[Opening Exercise materials section]

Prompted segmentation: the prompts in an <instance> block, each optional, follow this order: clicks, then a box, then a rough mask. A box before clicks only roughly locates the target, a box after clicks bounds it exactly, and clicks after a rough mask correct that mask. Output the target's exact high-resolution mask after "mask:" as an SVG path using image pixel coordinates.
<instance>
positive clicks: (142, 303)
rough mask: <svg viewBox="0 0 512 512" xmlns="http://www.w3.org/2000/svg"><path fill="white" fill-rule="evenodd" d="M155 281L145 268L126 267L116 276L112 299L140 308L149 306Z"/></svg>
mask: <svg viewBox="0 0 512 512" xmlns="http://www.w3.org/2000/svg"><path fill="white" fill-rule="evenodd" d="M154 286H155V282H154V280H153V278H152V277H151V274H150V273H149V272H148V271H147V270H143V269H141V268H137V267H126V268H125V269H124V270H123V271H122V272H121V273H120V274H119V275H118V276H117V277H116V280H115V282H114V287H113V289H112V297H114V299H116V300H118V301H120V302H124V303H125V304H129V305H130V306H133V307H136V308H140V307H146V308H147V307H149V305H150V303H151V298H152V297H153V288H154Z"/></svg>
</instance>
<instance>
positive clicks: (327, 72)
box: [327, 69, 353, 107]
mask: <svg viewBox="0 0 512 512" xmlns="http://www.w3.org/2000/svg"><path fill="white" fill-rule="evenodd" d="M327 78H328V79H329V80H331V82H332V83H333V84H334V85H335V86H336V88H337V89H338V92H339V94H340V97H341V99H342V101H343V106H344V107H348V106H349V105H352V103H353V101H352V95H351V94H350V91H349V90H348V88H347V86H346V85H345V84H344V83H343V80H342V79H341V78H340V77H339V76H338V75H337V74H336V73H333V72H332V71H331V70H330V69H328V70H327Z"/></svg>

[Closing Exercise materials section]

● Problem description
Every line of the data is to be retyped without alteration.

● Response to this exercise
Prompted segmentation: the prompts in an <instance> block, each optional, follow this order: clicks, then a box, then a rough mask. A box before clicks only roughly locates the target, a box after clicks bounds it exactly, and clicks after a rough mask correct that mask. Output the target's exact high-resolution mask after "mask:" as an SVG path using image pixel coordinates.
<instance>
positive clicks: (142, 303)
rough mask: <svg viewBox="0 0 512 512" xmlns="http://www.w3.org/2000/svg"><path fill="white" fill-rule="evenodd" d="M155 281L145 268L126 267L116 276L112 299L140 308L149 306Z"/></svg>
mask: <svg viewBox="0 0 512 512" xmlns="http://www.w3.org/2000/svg"><path fill="white" fill-rule="evenodd" d="M154 286H155V282H154V280H153V278H152V277H151V274H150V273H149V272H148V271H147V270H143V269H141V268H137V267H126V268H125V269H124V270H123V271H122V272H121V273H120V274H119V275H118V276H117V277H116V280H115V282H114V287H113V289H112V297H114V299H116V300H118V301H120V302H124V303H125V304H129V305H130V306H133V307H136V308H140V307H146V308H147V307H149V305H150V303H151V298H152V297H153V288H154Z"/></svg>
</instance>
<instance>
positive clicks: (327, 72)
box: [327, 69, 353, 107]
mask: <svg viewBox="0 0 512 512" xmlns="http://www.w3.org/2000/svg"><path fill="white" fill-rule="evenodd" d="M327 78H328V79H329V80H331V82H332V83H333V84H334V85H335V86H336V88H337V89H338V92H339V94H340V97H341V99H342V101H343V106H344V107H348V106H349V105H352V103H353V101H352V95H351V94H350V91H349V90H348V88H347V86H346V85H345V84H344V83H343V80H342V79H341V78H340V77H339V76H338V75H337V74H336V73H333V72H332V71H331V70H330V69H328V70H327Z"/></svg>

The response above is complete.